- Source text:
============

Note: KVM’s host OS switches into a hypervisor-like mode via the kernel module, making the rest of the OS play a secondary role similar to a privileged partition.

Hardware Protection Levels

x86 provides four protection rings:

  • Ring 0 — highest privilege, full hardware access (native OS resides here)

  • Ring 3 — least privilege (applications reside here)

  • Rings 1-2 available for intermediate privilege levels

For virtualization: hypervisor at ring 0, guest OS at ring 1, applications at ring 3.

Modern x86 adds root/non-root modes, each with four rings:

  • Root mode (host) — all operations permitted; hypervisor runs at ring 0 of root mode

  • Non-root mode (guest) — certain operations not permitted; guest OS at ring 0, apps at ring 3

Privileged operations in non-root mode cause VMexits (traps to root mode/hypervisor). The hypervisor returns control via VMentry.

Processor Virtualization

Trap-and-Emulate

Guest instructions execute directly on hardware — the VMM does not interpose on every instruction. As long as the guest operates within allocated resources, instructions run at hardware speed.

When a privileged instruction is issued, the processor traps to the hypervisor, which either:

  • Allows the operation — emulates the expected behavior so the guest sees correct results

  • Denies the operation — terminates the VM or returns an error

This trap-and-emulate mechanism is the foundational technique for efficient CPU virtualization.

x86 Challenges (Pre-2005)

============

- Records shown:
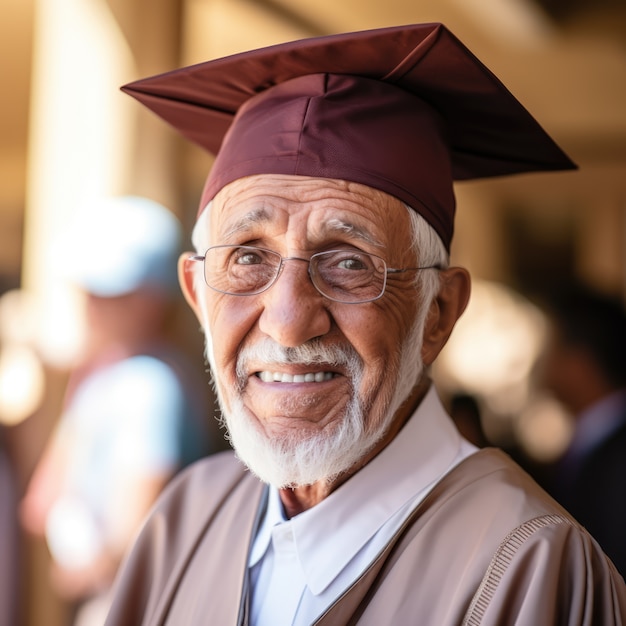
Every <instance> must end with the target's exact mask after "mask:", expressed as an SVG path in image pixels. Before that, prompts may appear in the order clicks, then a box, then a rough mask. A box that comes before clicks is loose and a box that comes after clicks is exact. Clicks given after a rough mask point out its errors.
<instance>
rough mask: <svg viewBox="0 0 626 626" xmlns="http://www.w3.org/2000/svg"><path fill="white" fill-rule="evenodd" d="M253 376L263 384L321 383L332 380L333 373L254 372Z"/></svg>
mask: <svg viewBox="0 0 626 626" xmlns="http://www.w3.org/2000/svg"><path fill="white" fill-rule="evenodd" d="M255 376H257V378H260V379H261V380H262V381H263V382H264V383H323V382H326V381H328V380H332V379H333V378H334V377H335V376H336V374H335V373H334V372H307V373H304V374H287V373H286V372H270V371H262V372H256V374H255Z"/></svg>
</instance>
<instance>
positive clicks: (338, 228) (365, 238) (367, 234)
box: [324, 218, 385, 248]
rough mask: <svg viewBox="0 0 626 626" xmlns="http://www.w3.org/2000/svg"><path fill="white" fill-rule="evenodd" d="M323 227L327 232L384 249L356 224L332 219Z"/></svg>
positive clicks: (325, 224) (325, 223) (361, 228)
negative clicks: (360, 241)
mask: <svg viewBox="0 0 626 626" xmlns="http://www.w3.org/2000/svg"><path fill="white" fill-rule="evenodd" d="M324 226H325V230H327V231H329V232H335V233H341V234H344V235H350V236H351V237H354V238H356V239H360V240H361V241H365V242H367V243H369V244H371V245H373V246H376V247H377V248H384V247H385V246H384V244H382V243H381V242H380V241H378V240H377V239H374V237H372V235H371V234H370V233H369V232H368V231H367V230H365V229H364V228H361V227H360V226H357V225H356V224H353V223H352V222H344V221H343V220H340V219H338V218H334V219H331V220H328V221H327V222H326V223H325V224H324Z"/></svg>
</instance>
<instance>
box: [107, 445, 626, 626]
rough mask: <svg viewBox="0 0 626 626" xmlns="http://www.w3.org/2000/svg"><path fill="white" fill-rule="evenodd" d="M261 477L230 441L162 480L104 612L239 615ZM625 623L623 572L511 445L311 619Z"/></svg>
mask: <svg viewBox="0 0 626 626" xmlns="http://www.w3.org/2000/svg"><path fill="white" fill-rule="evenodd" d="M264 491H265V490H264V487H263V485H262V484H261V483H260V482H259V481H258V480H256V479H255V478H254V477H253V476H252V475H251V474H249V473H248V472H245V471H244V470H243V468H242V466H241V464H240V463H239V462H238V461H237V460H235V459H234V457H233V456H232V454H231V453H224V454H221V455H217V456H214V457H210V458H208V459H206V460H204V461H202V462H200V463H199V464H196V465H195V466H193V467H192V468H191V470H190V471H187V472H185V473H184V474H182V475H181V476H180V477H179V478H177V479H176V480H175V482H174V483H173V484H172V485H170V487H169V488H168V490H167V491H166V493H165V494H164V497H162V499H161V500H160V502H159V503H158V504H157V506H156V508H155V509H154V511H153V513H152V515H151V516H150V518H149V520H148V521H147V523H146V525H145V527H144V529H143V530H142V532H141V534H140V536H139V539H138V541H137V543H136V545H135V547H134V549H133V551H132V552H131V554H130V555H129V557H128V558H127V560H126V563H125V564H124V566H123V568H122V570H121V572H120V575H119V576H118V579H117V581H116V585H115V599H114V603H113V607H112V609H111V612H110V614H109V618H108V620H107V622H106V626H140V625H143V626H157V625H164V626H165V625H167V626H200V625H202V626H207V625H211V626H214V625H215V626H229V625H231V624H232V625H233V626H235V625H237V624H247V623H248V618H247V591H246V571H247V559H248V550H249V546H250V542H251V536H252V533H253V529H254V527H255V523H256V518H257V516H258V512H259V510H261V509H262V501H263V498H264ZM357 623H358V624H359V625H371V626H381V625H388V624H392V625H398V626H408V625H411V624H415V625H420V626H452V625H461V624H468V625H475V624H483V625H493V626H496V625H497V626H508V625H511V624H516V625H522V626H542V625H546V626H547V625H550V626H553V625H566V624H567V625H569V626H574V625H577V626H578V625H587V626H610V625H612V624H626V586H625V584H624V581H623V579H622V578H621V576H620V575H619V574H618V573H617V571H616V570H615V568H614V567H613V565H612V563H610V561H609V560H608V559H607V558H606V557H605V556H604V554H603V553H602V551H601V549H600V548H599V546H598V544H597V543H596V542H595V541H594V540H593V539H592V538H591V536H590V535H589V534H588V533H586V532H585V530H584V529H582V528H581V527H580V526H579V525H578V524H577V523H576V522H575V521H574V520H573V519H572V518H571V517H569V516H568V514H567V513H566V512H565V511H564V510H563V509H562V508H560V507H559V506H558V505H557V504H556V503H555V502H554V501H553V500H552V499H550V497H549V496H548V495H546V494H545V493H544V492H543V491H542V490H541V489H540V488H539V487H538V486H537V485H536V484H535V483H534V482H533V481H532V480H531V479H530V478H529V477H528V476H527V475H526V474H525V473H524V472H522V470H520V469H519V468H518V467H517V466H516V465H515V464H514V463H513V462H512V461H510V459H508V457H506V456H505V455H504V454H503V453H501V452H500V451H497V450H493V449H488V450H482V451H480V452H478V453H476V454H474V455H472V456H470V457H469V458H467V459H466V460H465V461H463V462H462V463H461V464H459V465H458V466H457V467H456V468H455V469H454V470H452V471H451V472H450V473H449V474H448V475H447V476H446V477H444V478H443V479H442V480H441V481H440V482H439V483H438V485H437V486H436V487H435V489H434V490H433V491H432V492H431V493H430V494H429V495H428V497H427V498H426V499H425V500H424V501H423V502H422V503H421V504H420V505H419V506H418V507H417V509H416V510H415V511H414V513H413V514H412V516H411V517H410V518H409V519H408V520H407V522H406V524H405V526H404V527H403V528H402V529H401V530H400V531H399V532H398V534H397V535H396V536H395V537H394V539H393V540H392V541H391V542H390V544H389V545H388V546H387V548H386V550H385V551H384V552H383V553H382V554H380V555H379V557H378V558H377V559H376V561H375V562H374V563H373V564H372V566H371V567H370V568H369V569H368V570H367V571H366V572H364V574H363V575H362V577H361V578H360V579H359V580H358V581H357V582H356V583H355V584H354V585H353V586H352V587H351V588H350V589H348V590H347V591H346V592H345V594H344V595H343V596H342V597H341V598H339V600H338V601H337V602H336V603H335V604H334V605H333V606H331V607H330V608H329V609H328V611H327V612H326V613H325V614H324V615H323V616H321V617H320V618H319V619H318V620H317V621H316V622H315V624H318V625H324V626H341V625H343V624H357Z"/></svg>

============

List every section heading in the virtualization text. Answer using only the virtualization text.

- Exercise solution:
- Hardware Protection Levels
- Processor Virtualization
- Trap-and-Emulate
- x86 Challenges (Pre-2005)